▸ **Objectif 1**
Reformulez sous forme de liste à puces le paragraphe du fil de discussion qui commence par « Voilà quelques jours que j'essaie » en conservant ses faits principaux.
▸ **Objectif 2**
Exprimez en tableau Markdown à deux colonnes, « N° » et « Ligne », les lignes des enregistrements allant du début des enregistrements jusqu'à la ligne contenant « [[227, 118, 246, 148], [190, 106, 217, 157]] » incluse, sans les lignes vides.

▸ **Extrait choisi**
────────────────
# [Cocoa] Qui sait se servir d'un NSBrowser ?



## NeoJF (13 Octobre 2005)

Bonjour !

Voilà quelques jours que j'essaie de trouver le moyen d'utiliser un NSBrowser un peu finement. J'aimerais pouvoir sélectionner une cellule du browser logiciellement. Lorsque l'utilisateur clique sur une ligne, j'aimerais pouvoir sélectionner une ligne de la colonne suivante par défaut. Seulement, je n'ai pas trouvé le moyen de le faire logiciellement...

Dans la doc NSBrowser, il est dit que pour utiliser selectRow:inColumn:, le delegate du NSBrowser doit lui-même implémenter la sélection  Et voilà, je suis perdu :rose: Je veux bien implémenter une méthode dans mon delegate, mais je lui fait faire quoi...

J'espère que quelqu'un aura une idée pour m'aider...

Merci !


----------



## tatouille (18 Octobre 2005)

http://www.cocoadev.com/index.pl?CFinderForNSBrowser

http://homepage.mac.com/aglee/downloads/appkido.html


----------



## chromoD (22 Octobre 2005)

C'est terrible AppKiDo... tu y trouves presque tout...

Sinon, examine les fichiers .h des framework... on découvre parfois certaines fonctions ou constantes interressantes....


----------
────────────────
[Enregistrements d'étiquetage de régions]
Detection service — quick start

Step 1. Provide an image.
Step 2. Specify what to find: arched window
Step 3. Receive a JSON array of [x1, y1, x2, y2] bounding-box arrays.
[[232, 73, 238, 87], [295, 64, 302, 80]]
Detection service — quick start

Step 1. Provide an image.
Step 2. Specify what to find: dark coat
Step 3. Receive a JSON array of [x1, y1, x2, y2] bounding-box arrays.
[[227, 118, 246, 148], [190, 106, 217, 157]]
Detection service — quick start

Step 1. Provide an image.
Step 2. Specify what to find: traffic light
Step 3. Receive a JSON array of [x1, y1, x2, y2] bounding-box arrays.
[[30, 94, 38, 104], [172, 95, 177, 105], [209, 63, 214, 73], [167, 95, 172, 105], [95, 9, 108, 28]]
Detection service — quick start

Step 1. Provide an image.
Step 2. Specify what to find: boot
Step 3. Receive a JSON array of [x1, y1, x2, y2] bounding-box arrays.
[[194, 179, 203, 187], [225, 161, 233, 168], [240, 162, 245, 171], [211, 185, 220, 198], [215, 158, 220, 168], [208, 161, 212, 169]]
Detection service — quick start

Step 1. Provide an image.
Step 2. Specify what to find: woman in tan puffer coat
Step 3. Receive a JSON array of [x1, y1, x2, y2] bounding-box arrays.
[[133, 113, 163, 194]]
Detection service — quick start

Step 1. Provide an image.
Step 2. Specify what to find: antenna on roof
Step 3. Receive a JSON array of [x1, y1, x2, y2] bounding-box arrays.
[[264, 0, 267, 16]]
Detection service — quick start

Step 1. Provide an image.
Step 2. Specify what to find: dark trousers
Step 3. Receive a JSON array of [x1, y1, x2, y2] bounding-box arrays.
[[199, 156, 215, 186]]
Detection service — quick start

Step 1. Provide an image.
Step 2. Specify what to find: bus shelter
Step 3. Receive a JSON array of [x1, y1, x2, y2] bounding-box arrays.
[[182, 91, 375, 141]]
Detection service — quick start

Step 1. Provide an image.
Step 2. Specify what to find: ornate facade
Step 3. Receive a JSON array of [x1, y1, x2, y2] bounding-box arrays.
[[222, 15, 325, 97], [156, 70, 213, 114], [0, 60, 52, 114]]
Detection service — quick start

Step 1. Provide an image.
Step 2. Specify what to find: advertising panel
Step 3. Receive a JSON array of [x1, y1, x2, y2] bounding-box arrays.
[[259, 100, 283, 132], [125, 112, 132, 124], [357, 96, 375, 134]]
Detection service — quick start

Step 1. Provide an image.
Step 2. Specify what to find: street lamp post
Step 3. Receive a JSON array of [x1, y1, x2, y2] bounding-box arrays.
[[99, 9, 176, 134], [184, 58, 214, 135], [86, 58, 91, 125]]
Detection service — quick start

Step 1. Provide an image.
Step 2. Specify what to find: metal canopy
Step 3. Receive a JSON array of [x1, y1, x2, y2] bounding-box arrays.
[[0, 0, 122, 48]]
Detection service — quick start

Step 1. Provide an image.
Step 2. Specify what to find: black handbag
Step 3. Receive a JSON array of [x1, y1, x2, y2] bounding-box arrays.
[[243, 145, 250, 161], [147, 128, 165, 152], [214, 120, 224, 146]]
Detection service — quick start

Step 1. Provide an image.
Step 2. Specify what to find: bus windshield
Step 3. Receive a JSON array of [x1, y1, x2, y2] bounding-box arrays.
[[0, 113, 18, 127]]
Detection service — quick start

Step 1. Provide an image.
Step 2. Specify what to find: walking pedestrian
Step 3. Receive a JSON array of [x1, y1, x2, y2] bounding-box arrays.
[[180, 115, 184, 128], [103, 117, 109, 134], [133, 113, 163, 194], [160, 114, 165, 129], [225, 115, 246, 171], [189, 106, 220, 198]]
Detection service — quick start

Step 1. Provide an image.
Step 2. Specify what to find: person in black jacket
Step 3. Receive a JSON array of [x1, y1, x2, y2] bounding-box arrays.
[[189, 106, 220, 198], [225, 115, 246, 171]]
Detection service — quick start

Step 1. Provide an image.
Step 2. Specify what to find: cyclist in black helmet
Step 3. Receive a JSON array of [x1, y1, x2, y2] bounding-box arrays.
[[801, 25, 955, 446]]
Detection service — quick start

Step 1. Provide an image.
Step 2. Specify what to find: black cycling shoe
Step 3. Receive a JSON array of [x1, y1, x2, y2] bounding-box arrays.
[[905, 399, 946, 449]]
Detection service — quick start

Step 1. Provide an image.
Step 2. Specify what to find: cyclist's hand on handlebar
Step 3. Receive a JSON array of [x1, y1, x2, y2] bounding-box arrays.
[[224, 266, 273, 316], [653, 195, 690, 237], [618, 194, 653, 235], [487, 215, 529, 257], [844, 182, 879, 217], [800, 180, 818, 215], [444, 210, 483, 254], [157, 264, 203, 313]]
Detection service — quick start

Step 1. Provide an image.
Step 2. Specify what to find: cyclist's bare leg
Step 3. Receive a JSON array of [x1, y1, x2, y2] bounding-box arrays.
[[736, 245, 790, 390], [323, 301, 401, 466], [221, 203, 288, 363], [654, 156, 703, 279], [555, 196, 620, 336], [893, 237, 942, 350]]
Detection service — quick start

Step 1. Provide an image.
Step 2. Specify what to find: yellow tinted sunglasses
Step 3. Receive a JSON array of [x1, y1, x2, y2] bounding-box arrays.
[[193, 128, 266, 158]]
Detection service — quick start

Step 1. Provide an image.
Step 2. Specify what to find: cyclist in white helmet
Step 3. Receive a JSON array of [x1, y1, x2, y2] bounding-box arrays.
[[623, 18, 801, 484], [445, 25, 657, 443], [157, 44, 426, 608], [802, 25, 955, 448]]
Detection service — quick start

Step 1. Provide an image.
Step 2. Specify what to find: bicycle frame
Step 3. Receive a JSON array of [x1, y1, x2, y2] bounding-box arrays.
────────────────
▸ **Solution rédigée 1**
- Depuis quelques jours, recherche d'un moyen d'utiliser un NSBrowser un peu plus finement.
- Souhait : sélectionner une cellule du browser logiciellement.
- Plus précisément : quand l'utilisateur clique sur une ligne, sélectionner par défaut une ligne de la colonne suivante.
- Problème : aucun moyen trouvé pour le faire logiciellement.

▸ **Solution rédigée 2**
| N° | Ligne |
|---|---|
| 1 | Detection service — quick start |
| 2 | Step 1. Provide an image. |
| 3 | Step 2. Specify what to find: arched window |
| 4 | Step 3. Receive a JSON array of [x1, y1, x2, y2] bounding-box arrays. |
| 5 | [[232, 73, 238, 87], [295, 64, 302, 80]] |
| 6 | Detection service — quick start |
| 7 | Step 1. Provide an image. |
| 8 | Step 2. Specify what to find: dark coat |
| 9 | Step 3. Receive a JSON array of [x1, y1, x2, y2] bounding-box arrays. |
| 10 | [[227, 118, 246, 148], [190, 106, 217, 157]] |